WORK ITEM =>
Output each entry verbatim. Leave the images out.

··· DATA SECTION ···

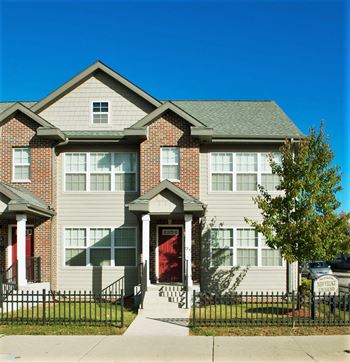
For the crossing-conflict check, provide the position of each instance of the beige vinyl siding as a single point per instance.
(93, 209)
(229, 209)
(73, 110)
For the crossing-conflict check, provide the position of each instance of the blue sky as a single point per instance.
(290, 51)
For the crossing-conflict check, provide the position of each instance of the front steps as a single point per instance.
(164, 312)
(14, 300)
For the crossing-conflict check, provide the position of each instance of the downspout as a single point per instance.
(53, 281)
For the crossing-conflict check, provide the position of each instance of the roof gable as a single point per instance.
(19, 107)
(158, 112)
(21, 200)
(190, 203)
(85, 74)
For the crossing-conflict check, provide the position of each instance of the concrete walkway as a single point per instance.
(159, 318)
(171, 349)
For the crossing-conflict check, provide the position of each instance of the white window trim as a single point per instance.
(88, 173)
(169, 164)
(122, 173)
(235, 249)
(21, 164)
(223, 173)
(88, 247)
(257, 248)
(235, 173)
(92, 113)
(261, 248)
(110, 173)
(225, 248)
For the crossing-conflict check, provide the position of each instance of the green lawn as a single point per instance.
(270, 331)
(67, 318)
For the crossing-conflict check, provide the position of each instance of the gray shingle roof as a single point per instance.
(242, 118)
(227, 118)
(87, 134)
(5, 105)
(24, 196)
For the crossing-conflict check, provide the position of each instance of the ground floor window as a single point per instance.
(241, 247)
(100, 246)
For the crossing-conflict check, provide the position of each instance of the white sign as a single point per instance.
(326, 284)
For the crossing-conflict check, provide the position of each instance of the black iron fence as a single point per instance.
(8, 281)
(49, 307)
(33, 269)
(116, 287)
(269, 309)
(186, 283)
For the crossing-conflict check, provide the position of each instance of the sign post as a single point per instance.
(323, 285)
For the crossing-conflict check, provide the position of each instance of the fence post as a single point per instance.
(313, 302)
(1, 289)
(293, 309)
(122, 308)
(44, 305)
(194, 308)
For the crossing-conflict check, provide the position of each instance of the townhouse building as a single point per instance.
(100, 179)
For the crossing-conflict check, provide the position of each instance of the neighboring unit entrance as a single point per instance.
(29, 248)
(170, 254)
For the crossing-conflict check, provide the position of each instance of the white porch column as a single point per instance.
(188, 246)
(21, 249)
(145, 243)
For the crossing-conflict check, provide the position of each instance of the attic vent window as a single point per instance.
(100, 112)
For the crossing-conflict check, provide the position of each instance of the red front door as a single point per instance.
(170, 254)
(29, 243)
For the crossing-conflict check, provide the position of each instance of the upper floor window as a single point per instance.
(100, 112)
(100, 246)
(170, 163)
(101, 171)
(21, 164)
(241, 247)
(242, 171)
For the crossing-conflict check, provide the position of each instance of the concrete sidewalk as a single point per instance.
(170, 349)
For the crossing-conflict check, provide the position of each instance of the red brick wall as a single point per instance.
(20, 131)
(170, 130)
(195, 245)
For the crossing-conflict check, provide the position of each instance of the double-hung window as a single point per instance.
(270, 257)
(100, 171)
(242, 171)
(170, 163)
(76, 171)
(100, 246)
(269, 180)
(230, 247)
(222, 171)
(125, 246)
(221, 247)
(75, 247)
(247, 247)
(100, 112)
(125, 171)
(21, 164)
(247, 171)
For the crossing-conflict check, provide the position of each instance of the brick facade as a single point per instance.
(20, 131)
(171, 130)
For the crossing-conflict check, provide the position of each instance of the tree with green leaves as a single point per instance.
(302, 220)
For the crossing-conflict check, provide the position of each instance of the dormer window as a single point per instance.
(21, 164)
(170, 163)
(100, 112)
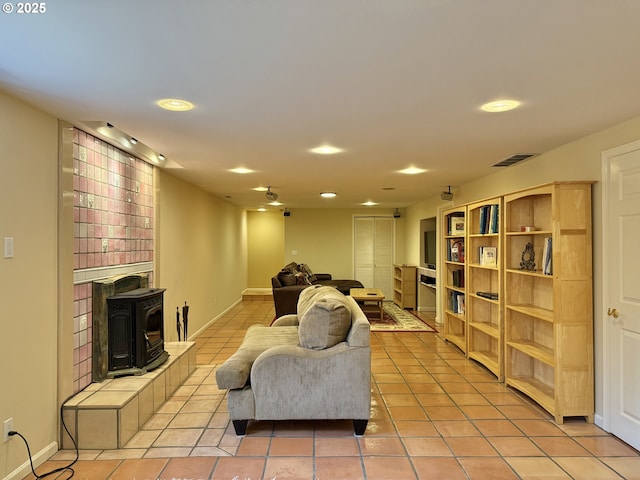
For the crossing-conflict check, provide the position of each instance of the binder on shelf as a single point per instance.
(488, 256)
(456, 250)
(456, 225)
(547, 256)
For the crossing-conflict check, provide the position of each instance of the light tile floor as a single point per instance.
(435, 415)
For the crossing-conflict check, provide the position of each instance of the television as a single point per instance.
(430, 249)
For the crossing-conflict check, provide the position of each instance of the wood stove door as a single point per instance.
(120, 337)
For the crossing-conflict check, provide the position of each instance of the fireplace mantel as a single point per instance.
(101, 290)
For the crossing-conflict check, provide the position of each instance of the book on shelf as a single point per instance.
(456, 225)
(547, 255)
(489, 295)
(488, 256)
(458, 278)
(456, 302)
(456, 250)
(488, 220)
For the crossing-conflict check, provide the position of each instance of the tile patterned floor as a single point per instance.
(435, 415)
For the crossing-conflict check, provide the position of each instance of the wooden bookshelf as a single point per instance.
(484, 285)
(548, 332)
(454, 275)
(405, 283)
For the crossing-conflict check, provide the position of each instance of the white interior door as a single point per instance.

···

OUTPUT OF THE EXERCISE =>
For the crossing-conflict check, provide the position of each instance of the beige vinyl siding as a single point per instance.
(93, 209)
(229, 209)
(73, 110)
For the crossing-conflict check, provide the position of each instance of the blue sky as a single point per instance.
(290, 51)
For the crossing-conflict check, provide the position of each instance of the front steps as a single point per instance.
(164, 312)
(14, 300)
For the crossing-conflict check, provide the position of each instance of the downspout as a single point per instance.
(53, 281)
For the crossing-conflict check, provide the position of each instance of the roof gable as a single point per instance.
(19, 107)
(158, 112)
(21, 200)
(190, 203)
(85, 74)
For the crossing-conflict check, provide the position of each instance of the concrete walkway as a single point per instance.
(159, 318)
(171, 349)
For the crossing-conflict check, provide the position of each instance of the white window trim as a single point per instance.
(88, 173)
(169, 164)
(122, 173)
(235, 249)
(21, 164)
(223, 173)
(88, 247)
(257, 248)
(235, 173)
(92, 113)
(261, 248)
(110, 173)
(225, 248)
For the crossing-conflict check, provide the position of each instance of the green lawn as a single point per instance.
(270, 331)
(67, 318)
For the crossing-conflict check, provide the position of each instance of the gray shingle roof as a single point per instance.
(242, 118)
(227, 118)
(87, 134)
(5, 105)
(24, 196)
For the crossing-conflict check, provide the position of each instance of the ground floor window as a single point per instance.
(241, 247)
(100, 246)
For the crossing-conflict check, provide the position of each instance of the white sign as a single point per instance.
(326, 284)
For the crossing-conflict check, provide the position of each instance of the black iron fence as a single point per instance.
(8, 281)
(49, 307)
(33, 269)
(116, 287)
(269, 309)
(186, 283)
For the crossing-conflict check, provide the position of each instance of the sign post as a single point per instance.
(323, 285)
For the crossing-conflict check, provide the position of each instance of the fence post as a single point per instance.
(313, 302)
(1, 289)
(293, 309)
(122, 308)
(44, 305)
(194, 308)
For the crossing-conflict check, provide the position of each instance of the townhouse building as a single point per instance.
(100, 179)
For the crossing-conflict check, provide the position of each instance of the neighboring unit entrance as a single point per instance.
(29, 248)
(170, 254)
For the crossing-conflict check, provide the position of each instance of the white porch column as a single point per instance.
(188, 246)
(21, 249)
(145, 243)
For the crossing-conflict check, provide the position of each instance of the attic vent window as a single point per instance.
(100, 112)
For the crossing-conflict check, provide the position of each instance of the red front door as a single point per instance.
(170, 254)
(29, 243)
For the crossing-conflict check, provide the position of each instance of the upper floor window as a single point per instance.
(100, 112)
(100, 246)
(170, 163)
(101, 171)
(21, 164)
(241, 247)
(242, 171)
For the crossing-conflict check, provide the position of each instance of the concrete sidewalk as a single point per instance.
(170, 349)
For the crossing-conflict check, provide the position of each instance of the red brick wall as a single point per instance.
(20, 131)
(170, 130)
(195, 245)
For the crossing-conflict check, provide the position of each instance of the double-hung window as a single point per instance.
(270, 257)
(100, 171)
(242, 171)
(170, 163)
(76, 171)
(100, 246)
(269, 180)
(230, 247)
(222, 171)
(125, 246)
(221, 247)
(75, 247)
(247, 247)
(100, 112)
(125, 171)
(21, 164)
(247, 171)
For the crossing-conflict check, provide the position of each instance of the brick facade as a single point per instance.
(20, 131)
(171, 130)
For the crossing-conflict check, provide the position of each instance of the tree with green leaves as a single point per instance.
(302, 220)
For the crossing-conflict check, provide the position of each instance of the dormer window as a single point per instance.
(21, 164)
(170, 163)
(100, 112)
For the crossing-conflict check, provide the position of each instance of the binder on shelf as a single point per instance.
(488, 256)
(456, 250)
(456, 225)
(547, 256)
For the crossing-conflict check, provide the position of each instance of the light tile floor as a single point per instance.
(435, 415)
For the crossing-conflict check, provide the position of each instance of the television as a single point per instance.
(430, 249)
For the crossing-conflict check, provide the position of each instance of the wood stove door as a single point per instance.
(120, 337)
For the crossing-conflict check, provide the position of each instance of the fireplace mantel as a single point per instance.
(101, 290)
For the crossing-conflict check, provide the position of each instance of the book on shelf as a single point per instance.
(456, 225)
(547, 255)
(489, 295)
(488, 256)
(458, 278)
(456, 302)
(456, 250)
(488, 220)
For the crossing-conflict check, provide the position of each instance of the tile patterned floor as a single point per instance.
(435, 415)
For the crossing-conflict check, provide the position of each instance of the wooden bookshelf as a single point per instance.
(484, 285)
(548, 332)
(454, 275)
(405, 283)
For the crossing-conflict check, provide the position of each instance of the white interior door as a single point per instance.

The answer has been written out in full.